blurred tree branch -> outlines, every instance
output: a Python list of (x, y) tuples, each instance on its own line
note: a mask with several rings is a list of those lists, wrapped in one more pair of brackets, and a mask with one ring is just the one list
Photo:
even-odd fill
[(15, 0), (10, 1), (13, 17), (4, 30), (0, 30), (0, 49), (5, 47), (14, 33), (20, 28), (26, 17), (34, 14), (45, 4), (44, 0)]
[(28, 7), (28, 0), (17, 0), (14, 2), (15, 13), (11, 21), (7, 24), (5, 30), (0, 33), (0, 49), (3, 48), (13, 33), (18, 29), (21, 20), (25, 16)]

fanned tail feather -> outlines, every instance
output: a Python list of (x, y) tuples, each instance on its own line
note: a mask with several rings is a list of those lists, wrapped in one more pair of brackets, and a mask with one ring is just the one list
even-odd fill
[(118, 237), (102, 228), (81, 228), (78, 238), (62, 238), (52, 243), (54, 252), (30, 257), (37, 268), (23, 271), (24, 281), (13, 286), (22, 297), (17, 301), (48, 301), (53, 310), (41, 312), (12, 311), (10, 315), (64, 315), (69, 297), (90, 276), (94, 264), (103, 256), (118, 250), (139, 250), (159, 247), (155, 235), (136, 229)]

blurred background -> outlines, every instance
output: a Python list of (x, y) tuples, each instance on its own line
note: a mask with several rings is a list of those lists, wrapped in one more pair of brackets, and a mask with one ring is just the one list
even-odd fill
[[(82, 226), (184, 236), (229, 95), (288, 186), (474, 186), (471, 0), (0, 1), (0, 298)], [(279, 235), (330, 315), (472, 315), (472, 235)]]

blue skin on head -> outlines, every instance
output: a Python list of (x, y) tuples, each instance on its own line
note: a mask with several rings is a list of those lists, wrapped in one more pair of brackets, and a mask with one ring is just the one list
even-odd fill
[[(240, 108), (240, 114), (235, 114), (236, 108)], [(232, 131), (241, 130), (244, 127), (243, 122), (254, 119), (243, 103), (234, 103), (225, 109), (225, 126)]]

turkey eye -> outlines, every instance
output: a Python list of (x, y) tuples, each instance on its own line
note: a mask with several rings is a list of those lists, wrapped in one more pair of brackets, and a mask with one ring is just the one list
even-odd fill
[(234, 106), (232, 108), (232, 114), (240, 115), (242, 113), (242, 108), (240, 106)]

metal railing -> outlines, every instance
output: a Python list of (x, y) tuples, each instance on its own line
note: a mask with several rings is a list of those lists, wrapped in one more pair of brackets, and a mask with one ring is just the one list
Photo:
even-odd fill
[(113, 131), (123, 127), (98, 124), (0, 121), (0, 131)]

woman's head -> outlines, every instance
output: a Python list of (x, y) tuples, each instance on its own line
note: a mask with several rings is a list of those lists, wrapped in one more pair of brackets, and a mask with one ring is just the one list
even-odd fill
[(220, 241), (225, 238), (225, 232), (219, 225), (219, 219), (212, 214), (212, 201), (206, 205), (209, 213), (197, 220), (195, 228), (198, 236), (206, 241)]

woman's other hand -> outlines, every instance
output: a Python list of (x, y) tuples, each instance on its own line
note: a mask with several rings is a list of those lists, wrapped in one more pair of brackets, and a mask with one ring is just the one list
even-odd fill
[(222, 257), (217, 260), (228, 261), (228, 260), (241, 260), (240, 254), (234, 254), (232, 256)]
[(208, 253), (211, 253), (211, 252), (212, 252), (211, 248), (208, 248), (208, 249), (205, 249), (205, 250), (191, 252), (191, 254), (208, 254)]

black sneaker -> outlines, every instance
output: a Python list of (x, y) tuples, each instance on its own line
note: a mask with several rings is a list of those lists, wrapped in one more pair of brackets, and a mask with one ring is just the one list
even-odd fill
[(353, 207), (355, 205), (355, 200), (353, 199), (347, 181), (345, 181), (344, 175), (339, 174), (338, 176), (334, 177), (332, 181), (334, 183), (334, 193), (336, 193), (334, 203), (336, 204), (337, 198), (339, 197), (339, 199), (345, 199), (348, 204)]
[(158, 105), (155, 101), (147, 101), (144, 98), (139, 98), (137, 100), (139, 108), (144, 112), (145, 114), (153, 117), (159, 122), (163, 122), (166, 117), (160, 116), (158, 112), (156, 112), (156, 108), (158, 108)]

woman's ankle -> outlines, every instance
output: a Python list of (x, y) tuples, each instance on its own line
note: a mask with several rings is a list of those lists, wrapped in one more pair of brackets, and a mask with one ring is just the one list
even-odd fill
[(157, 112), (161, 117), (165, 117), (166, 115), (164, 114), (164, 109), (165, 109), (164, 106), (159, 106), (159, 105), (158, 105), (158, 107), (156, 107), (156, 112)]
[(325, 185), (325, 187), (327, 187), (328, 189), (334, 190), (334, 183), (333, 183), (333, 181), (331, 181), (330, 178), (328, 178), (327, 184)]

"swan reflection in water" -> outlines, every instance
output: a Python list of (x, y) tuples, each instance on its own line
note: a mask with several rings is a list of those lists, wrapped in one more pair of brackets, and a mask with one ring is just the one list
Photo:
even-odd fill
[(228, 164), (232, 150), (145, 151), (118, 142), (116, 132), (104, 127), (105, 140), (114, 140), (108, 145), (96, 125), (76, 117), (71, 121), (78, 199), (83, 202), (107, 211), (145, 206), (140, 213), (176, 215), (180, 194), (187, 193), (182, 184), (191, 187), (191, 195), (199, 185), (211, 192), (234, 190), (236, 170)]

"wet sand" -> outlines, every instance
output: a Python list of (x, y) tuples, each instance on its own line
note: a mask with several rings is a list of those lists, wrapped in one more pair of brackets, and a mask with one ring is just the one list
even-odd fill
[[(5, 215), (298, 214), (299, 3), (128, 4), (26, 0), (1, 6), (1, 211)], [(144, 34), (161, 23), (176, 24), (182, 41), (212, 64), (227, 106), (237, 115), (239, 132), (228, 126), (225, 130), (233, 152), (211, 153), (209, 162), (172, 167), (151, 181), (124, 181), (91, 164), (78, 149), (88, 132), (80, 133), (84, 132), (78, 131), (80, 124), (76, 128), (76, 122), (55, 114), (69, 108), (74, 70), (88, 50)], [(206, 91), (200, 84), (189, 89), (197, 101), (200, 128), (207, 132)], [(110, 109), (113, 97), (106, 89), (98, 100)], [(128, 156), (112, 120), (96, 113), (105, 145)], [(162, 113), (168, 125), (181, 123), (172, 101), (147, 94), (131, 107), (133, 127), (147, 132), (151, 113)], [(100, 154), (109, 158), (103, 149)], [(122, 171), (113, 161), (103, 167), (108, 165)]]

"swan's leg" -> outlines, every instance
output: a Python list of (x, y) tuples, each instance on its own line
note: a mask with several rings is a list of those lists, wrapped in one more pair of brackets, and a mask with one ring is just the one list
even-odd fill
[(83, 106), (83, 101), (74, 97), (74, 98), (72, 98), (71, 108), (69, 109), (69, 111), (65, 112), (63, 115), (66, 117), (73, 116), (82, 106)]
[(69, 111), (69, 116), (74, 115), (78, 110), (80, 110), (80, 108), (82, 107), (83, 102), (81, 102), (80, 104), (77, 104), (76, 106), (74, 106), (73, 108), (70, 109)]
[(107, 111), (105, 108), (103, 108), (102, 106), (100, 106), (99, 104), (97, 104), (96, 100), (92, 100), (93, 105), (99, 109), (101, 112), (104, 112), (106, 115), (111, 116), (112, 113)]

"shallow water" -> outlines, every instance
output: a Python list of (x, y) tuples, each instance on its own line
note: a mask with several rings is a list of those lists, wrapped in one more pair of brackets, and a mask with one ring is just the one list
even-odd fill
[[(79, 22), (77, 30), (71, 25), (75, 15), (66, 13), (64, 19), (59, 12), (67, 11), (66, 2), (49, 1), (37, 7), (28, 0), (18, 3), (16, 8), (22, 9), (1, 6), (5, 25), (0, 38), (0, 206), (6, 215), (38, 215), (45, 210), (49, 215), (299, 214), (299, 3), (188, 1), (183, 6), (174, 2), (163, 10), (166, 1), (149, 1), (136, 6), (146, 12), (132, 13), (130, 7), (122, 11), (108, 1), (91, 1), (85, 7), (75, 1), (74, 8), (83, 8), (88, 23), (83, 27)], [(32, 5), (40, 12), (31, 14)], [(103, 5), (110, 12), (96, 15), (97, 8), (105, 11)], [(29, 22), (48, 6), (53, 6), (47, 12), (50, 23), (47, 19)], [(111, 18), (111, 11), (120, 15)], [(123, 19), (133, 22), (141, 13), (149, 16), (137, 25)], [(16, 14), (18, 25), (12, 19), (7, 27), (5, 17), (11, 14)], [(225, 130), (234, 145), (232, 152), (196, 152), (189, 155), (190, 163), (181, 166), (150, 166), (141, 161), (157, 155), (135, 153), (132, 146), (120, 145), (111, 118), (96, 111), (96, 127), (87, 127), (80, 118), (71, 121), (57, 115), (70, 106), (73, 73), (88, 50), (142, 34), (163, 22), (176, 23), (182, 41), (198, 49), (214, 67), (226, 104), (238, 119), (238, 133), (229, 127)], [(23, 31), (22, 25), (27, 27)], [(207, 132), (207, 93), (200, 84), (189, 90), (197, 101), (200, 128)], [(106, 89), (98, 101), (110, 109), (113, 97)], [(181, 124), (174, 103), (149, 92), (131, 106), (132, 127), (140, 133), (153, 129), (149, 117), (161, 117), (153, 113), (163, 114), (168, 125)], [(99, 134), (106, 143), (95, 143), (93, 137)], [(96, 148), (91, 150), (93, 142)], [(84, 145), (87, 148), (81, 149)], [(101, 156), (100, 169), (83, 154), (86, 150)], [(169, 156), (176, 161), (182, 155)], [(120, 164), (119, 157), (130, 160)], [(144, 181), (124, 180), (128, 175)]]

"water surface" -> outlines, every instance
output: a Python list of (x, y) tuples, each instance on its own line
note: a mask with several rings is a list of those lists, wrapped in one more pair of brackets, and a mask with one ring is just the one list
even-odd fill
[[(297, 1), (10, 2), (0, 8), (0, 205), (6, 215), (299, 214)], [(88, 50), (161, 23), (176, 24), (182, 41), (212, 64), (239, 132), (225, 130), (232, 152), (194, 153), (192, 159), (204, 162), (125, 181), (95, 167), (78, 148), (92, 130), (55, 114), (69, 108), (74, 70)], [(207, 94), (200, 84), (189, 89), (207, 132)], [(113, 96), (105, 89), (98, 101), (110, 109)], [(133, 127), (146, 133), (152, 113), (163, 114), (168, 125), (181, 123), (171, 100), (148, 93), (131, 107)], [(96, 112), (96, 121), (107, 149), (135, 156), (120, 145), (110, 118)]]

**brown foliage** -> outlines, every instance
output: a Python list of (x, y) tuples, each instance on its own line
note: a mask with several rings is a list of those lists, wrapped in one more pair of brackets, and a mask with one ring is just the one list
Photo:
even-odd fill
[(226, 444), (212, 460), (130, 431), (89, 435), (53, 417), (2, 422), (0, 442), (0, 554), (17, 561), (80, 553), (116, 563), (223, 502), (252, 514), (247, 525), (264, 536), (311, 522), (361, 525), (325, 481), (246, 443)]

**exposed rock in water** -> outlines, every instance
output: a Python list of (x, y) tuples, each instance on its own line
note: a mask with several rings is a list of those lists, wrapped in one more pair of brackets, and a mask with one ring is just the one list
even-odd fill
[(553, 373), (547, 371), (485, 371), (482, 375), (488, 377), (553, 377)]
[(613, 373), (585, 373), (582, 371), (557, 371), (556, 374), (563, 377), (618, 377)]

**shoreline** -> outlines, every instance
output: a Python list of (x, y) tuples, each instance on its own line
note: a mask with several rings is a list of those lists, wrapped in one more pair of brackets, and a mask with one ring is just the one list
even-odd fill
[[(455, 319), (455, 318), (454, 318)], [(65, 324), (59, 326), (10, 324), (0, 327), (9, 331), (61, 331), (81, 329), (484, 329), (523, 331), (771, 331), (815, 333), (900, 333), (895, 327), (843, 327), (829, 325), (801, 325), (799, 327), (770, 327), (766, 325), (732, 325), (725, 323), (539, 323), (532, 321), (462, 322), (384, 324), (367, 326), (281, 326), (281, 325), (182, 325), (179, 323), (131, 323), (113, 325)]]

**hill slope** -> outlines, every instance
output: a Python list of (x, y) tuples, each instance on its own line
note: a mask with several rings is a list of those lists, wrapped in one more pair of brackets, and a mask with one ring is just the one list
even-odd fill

------------------------------------

▸ **Instructions to follow**: Where a line in the material contains "water", copy that line.

▸ **Expected output**:
"swan reflection in water" -> outlines, every instance
"shallow water" -> outlines, every instance
"water surface" -> outlines, every instance
**exposed rock in water** -> outlines, every instance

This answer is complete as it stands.